#### MATERIAL FOR THIS EXERCISE ####
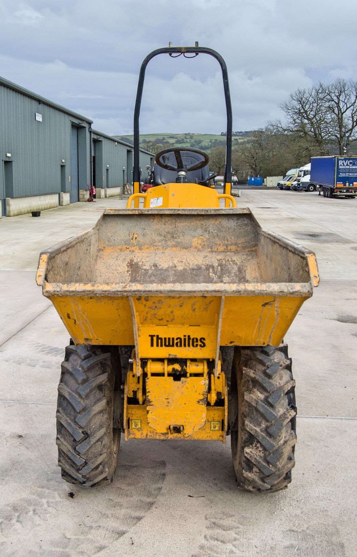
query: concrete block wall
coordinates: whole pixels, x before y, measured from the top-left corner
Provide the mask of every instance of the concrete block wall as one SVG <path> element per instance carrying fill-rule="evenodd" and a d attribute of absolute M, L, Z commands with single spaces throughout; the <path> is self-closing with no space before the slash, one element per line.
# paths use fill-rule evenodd
<path fill-rule="evenodd" d="M 105 197 L 105 188 L 96 188 L 96 199 L 102 199 Z"/>
<path fill-rule="evenodd" d="M 61 192 L 60 194 L 60 204 L 61 207 L 70 204 L 70 192 Z"/>
<path fill-rule="evenodd" d="M 118 186 L 117 188 L 105 188 L 105 197 L 113 197 L 114 196 L 120 196 L 121 191 L 121 187 Z"/>
<path fill-rule="evenodd" d="M 89 197 L 89 189 L 80 190 L 80 201 L 87 201 Z"/>
<path fill-rule="evenodd" d="M 69 194 L 68 194 L 69 195 Z M 28 197 L 7 197 L 6 216 L 16 217 L 33 211 L 44 211 L 58 207 L 58 194 L 31 196 Z"/>

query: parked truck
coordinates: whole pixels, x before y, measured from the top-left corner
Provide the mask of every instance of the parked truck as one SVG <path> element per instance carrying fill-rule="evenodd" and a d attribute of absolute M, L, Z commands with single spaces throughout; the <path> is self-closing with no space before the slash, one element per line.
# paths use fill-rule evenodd
<path fill-rule="evenodd" d="M 317 186 L 311 177 L 311 163 L 301 167 L 299 169 L 296 186 L 291 189 L 295 192 L 315 192 Z"/>
<path fill-rule="evenodd" d="M 314 157 L 311 179 L 324 197 L 354 198 L 357 195 L 357 157 Z"/>
<path fill-rule="evenodd" d="M 286 173 L 286 175 L 276 184 L 279 189 L 290 189 L 291 185 L 295 181 L 299 172 L 299 168 L 291 168 Z"/>

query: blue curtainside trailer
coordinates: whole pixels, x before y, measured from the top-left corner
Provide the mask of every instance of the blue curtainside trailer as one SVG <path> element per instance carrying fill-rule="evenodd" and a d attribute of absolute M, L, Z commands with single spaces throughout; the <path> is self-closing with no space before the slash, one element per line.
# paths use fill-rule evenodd
<path fill-rule="evenodd" d="M 314 157 L 311 180 L 324 197 L 354 198 L 357 195 L 357 157 Z"/>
####
> [TASK BRIEF]:
Write out the listing above line for line, with every character unchanged, but leave out the picture.

> [ANSWER TO THIS PROBLEM]:
query: concrete block wall
coordinates: whole pixels, x before y, measured from the top-left corner
Provide the mask of every instance of the concrete block wall as one SVG <path> element per instance carrying fill-rule="evenodd" and a d attribute of absolute M, L, Z commands with single spaces throughout; the <path> is self-closing with no space before the slash, one element per line.
# paths use fill-rule evenodd
<path fill-rule="evenodd" d="M 105 197 L 105 188 L 96 188 L 96 199 L 102 199 Z"/>
<path fill-rule="evenodd" d="M 61 192 L 60 194 L 60 204 L 61 207 L 70 204 L 70 192 Z"/>
<path fill-rule="evenodd" d="M 118 186 L 117 188 L 105 188 L 105 197 L 113 197 L 114 196 L 120 196 L 121 191 L 121 187 Z"/>
<path fill-rule="evenodd" d="M 89 197 L 89 189 L 80 190 L 80 201 L 87 201 Z"/>
<path fill-rule="evenodd" d="M 69 194 L 68 194 L 69 195 Z M 28 197 L 7 197 L 6 216 L 16 217 L 33 211 L 44 211 L 58 207 L 58 194 L 31 196 Z"/>

query: parked truck
coordinates: whole pixels, x before y, measured from the top-left corner
Provide the mask of every instance of the parked truck as one SVG <path> element per instance carrying fill-rule="evenodd" and a d attribute of absolute M, L, Z commands with single spaces throughout; the <path> is self-closing with no space before the slash, one element per line.
# paths use fill-rule evenodd
<path fill-rule="evenodd" d="M 317 186 L 311 177 L 311 163 L 301 167 L 299 169 L 296 186 L 291 189 L 295 192 L 315 192 Z"/>
<path fill-rule="evenodd" d="M 314 157 L 311 179 L 324 197 L 354 198 L 357 195 L 357 157 Z"/>
<path fill-rule="evenodd" d="M 286 173 L 286 175 L 276 184 L 279 189 L 290 189 L 291 185 L 295 181 L 299 172 L 299 168 L 291 168 Z"/>

query: blue curtainside trailer
coordinates: whole pixels, x before y, measured from the top-left corner
Provide the mask of every instance of the blue curtainside trailer as one SVG <path> element per instance carrying fill-rule="evenodd" and a d attribute of absolute M, L, Z commands with single spaces throughout; the <path> is self-closing with no space before the slash, one element per line.
# paths use fill-rule evenodd
<path fill-rule="evenodd" d="M 314 157 L 311 180 L 324 197 L 354 198 L 357 195 L 357 157 Z"/>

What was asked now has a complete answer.